This is not actually true. The Navy needs a heavy chassis that can withstand
repeated 4G+ carrier takeoffs and landings, the Air Force wants a lighter
chassis that leaves more room for payload and allows more maneuverability. The
Navy wants dual-engine configurations for reliability for over-water flight,
the Air Force prefers single-engine for greater simplicity and weight
efficiency.

You can _make_ something like the Tomcat or Hornet work, but it's not as agile
as a dedicated interceptor, can't carry as much weight as a dedicated strike
aircraft, and is heavier than a dedicated light-multirole aircraft. It's also
more maintenance-intensive and has higher fuel consumption/shorter range than
all of these. Money is no object for the US military, we get the best aircraft
for the role, period. You can disagree about whether that _should_ be the
policy, but it is.
****************************************
Written instruction 1:
Convert the entries, from the line containing "[locate] clump of marram grass (one dot each)" through the final line of the entries, into a Markdown table with a Row column numbering each line and a Line column holding it, and omit any blank lines.

Dataset rows on where objects are located
****************************************
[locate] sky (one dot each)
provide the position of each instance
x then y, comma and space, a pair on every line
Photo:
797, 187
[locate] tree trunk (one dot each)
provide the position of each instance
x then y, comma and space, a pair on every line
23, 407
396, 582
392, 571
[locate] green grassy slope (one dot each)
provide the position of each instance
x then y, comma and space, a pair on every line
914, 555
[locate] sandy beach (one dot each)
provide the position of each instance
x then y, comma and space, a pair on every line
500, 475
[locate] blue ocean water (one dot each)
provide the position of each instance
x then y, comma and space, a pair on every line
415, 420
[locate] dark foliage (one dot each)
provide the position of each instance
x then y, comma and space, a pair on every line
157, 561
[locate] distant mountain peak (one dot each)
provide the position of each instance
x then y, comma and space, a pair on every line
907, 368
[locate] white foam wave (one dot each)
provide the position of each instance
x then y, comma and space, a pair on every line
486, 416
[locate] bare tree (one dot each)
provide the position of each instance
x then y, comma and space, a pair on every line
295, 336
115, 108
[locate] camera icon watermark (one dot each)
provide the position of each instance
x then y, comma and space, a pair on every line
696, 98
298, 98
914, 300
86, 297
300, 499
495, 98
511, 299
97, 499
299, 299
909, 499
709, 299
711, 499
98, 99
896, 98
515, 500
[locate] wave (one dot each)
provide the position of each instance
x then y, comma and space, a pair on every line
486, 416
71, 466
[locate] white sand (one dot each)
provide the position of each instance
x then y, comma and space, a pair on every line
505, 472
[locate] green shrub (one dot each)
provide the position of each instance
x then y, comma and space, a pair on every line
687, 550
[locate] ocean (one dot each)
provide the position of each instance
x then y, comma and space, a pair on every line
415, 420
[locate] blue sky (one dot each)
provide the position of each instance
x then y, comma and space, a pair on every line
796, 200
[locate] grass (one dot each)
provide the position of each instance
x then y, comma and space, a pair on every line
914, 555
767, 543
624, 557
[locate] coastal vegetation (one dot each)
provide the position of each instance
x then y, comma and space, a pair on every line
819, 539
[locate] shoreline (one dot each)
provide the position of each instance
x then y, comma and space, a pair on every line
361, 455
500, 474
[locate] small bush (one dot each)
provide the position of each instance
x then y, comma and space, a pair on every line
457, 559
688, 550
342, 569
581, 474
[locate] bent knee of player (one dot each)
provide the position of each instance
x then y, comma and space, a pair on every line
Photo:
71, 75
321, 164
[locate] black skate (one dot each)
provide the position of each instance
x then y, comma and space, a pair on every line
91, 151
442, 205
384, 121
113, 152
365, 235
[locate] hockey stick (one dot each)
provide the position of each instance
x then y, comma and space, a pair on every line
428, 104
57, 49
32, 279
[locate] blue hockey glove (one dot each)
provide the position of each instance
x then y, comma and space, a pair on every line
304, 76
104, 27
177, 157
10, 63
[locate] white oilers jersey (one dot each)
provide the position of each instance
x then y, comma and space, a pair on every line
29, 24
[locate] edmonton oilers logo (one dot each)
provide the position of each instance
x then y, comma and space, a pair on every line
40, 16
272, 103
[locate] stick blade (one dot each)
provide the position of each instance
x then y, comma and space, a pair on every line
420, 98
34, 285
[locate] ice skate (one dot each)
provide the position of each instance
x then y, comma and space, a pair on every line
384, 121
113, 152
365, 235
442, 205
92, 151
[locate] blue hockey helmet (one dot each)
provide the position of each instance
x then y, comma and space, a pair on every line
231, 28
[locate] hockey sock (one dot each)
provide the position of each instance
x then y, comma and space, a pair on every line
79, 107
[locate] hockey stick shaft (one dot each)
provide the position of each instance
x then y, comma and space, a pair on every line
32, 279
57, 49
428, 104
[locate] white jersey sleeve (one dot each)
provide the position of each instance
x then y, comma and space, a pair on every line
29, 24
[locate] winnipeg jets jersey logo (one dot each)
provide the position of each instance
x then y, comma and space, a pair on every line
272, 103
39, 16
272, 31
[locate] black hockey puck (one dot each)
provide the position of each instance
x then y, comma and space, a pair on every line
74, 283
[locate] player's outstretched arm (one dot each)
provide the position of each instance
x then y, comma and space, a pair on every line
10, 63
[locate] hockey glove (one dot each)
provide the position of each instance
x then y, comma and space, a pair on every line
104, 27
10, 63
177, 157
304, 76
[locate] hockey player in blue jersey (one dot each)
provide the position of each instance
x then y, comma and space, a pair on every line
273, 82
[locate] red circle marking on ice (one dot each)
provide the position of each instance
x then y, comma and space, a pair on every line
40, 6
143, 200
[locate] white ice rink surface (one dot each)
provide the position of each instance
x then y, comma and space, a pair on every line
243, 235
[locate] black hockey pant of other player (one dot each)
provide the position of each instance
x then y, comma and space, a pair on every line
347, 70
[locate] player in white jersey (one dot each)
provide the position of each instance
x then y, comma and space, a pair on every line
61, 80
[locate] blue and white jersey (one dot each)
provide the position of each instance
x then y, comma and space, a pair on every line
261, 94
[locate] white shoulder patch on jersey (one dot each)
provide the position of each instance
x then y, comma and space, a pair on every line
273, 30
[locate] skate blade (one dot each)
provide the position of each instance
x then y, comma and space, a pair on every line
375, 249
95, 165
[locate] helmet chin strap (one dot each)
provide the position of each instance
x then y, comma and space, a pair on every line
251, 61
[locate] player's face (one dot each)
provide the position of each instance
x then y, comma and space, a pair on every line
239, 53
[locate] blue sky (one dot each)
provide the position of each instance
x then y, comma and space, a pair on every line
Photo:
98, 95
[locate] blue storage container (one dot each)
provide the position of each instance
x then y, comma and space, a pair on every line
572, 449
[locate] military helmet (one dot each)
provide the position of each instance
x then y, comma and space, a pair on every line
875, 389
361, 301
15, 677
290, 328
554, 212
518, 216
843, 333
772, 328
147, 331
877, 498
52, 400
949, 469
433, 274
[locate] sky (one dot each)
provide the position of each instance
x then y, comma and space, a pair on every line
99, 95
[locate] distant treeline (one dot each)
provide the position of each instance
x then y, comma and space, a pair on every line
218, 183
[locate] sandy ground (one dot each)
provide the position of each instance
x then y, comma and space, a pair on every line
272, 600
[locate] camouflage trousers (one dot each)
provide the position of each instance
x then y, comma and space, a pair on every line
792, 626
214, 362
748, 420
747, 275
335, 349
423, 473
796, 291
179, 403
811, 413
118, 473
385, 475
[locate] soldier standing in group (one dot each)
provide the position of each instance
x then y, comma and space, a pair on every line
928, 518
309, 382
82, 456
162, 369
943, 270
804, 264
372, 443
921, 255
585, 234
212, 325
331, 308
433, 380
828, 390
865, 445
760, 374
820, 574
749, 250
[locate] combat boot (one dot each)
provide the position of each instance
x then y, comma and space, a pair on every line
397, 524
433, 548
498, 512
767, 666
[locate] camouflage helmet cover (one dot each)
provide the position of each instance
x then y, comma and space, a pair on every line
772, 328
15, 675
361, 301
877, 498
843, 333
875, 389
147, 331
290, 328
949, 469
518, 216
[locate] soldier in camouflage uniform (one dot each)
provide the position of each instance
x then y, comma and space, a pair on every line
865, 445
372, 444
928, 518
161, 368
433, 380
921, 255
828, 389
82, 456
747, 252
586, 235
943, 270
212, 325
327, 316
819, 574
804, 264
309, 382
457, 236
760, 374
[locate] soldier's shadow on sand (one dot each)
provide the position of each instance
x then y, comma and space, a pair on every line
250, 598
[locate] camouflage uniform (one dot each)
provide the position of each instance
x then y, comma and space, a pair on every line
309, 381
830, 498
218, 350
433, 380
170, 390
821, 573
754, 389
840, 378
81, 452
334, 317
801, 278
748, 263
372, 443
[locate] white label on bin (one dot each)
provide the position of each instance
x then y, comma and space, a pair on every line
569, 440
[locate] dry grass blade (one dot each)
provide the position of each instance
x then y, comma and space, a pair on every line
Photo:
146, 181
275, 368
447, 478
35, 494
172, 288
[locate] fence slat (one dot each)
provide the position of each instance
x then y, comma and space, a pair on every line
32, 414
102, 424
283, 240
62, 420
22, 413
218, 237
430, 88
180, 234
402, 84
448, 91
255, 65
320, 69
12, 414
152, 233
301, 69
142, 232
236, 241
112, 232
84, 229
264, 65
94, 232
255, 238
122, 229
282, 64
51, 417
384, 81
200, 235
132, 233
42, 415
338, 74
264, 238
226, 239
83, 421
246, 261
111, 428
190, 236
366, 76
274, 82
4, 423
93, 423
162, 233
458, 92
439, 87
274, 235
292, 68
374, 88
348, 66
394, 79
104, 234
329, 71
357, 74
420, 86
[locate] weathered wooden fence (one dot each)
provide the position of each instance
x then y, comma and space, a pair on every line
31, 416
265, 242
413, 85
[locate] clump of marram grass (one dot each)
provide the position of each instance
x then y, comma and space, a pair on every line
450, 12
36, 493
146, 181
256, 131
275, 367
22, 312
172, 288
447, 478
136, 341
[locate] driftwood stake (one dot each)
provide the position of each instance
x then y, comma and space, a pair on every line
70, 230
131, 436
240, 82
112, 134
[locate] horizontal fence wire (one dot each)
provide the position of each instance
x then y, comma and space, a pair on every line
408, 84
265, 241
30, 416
****************************************
Written instruction 2:
Reproduce, word for word, the complete post on why the Navy and the Air Force want different aircraft.

Task response 1:
| Row | Line |
|---|---|
| 1 | [locate] clump of marram grass (one dot each) |
| 2 | provide the position of each instance |
| 3 | x then y, comma and space, a pair on every line |
| 4 | 450, 12 |
| 5 | 36, 493 |
| 6 | 146, 181 |
| 7 | 256, 131 |
| 8 | 275, 367 |
| 9 | 22, 312 |
| 10 | 172, 288 |
| 11 | 447, 478 |
| 12 | 136, 341 |
| 13 | [locate] driftwood stake (one dot each) |
| 14 | provide the position of each instance |
| 15 | x then y, comma and space, a pair on every line |
| 16 | 70, 230 |
| 17 | 131, 436 |
| 18 | 240, 82 |
| 19 | 112, 134 |
| 20 | [locate] horizontal fence wire (one dot each) |
| 21 | provide the position of each instance |
| 22 | x then y, comma and space, a pair on every line |
| 23 | 408, 84 |
| 24 | 265, 241 |
| 25 | 30, 416 |

Task response 2:
This is not actually true. The Navy needs a heavy chassis that can withstand
repeated 4G+ carrier takeoffs and landings, the Air Force wants a lighter
chassis that leaves more room for payload and allows more maneuverability. The
Navy wants dual-engine configurations for reliability for over-water flight,
the Air Force prefers single-engine for greater simplicity and weight
efficiency.

You can _make_ something like the Tomcat or Hornet work, but it's not as agile
as a dedicated interceptor, can't carry as much weight as a dedicated strike
aircraft, and is heavier than a dedicated light-multirole aircraft. It's also
more maintenance-intensive and has higher fuel consumption/shorter range than
all of these. Money is no object for the US military, we get the best aircraft
for the role, period. You can disagree about whether that _should_ be the
policy, but it is.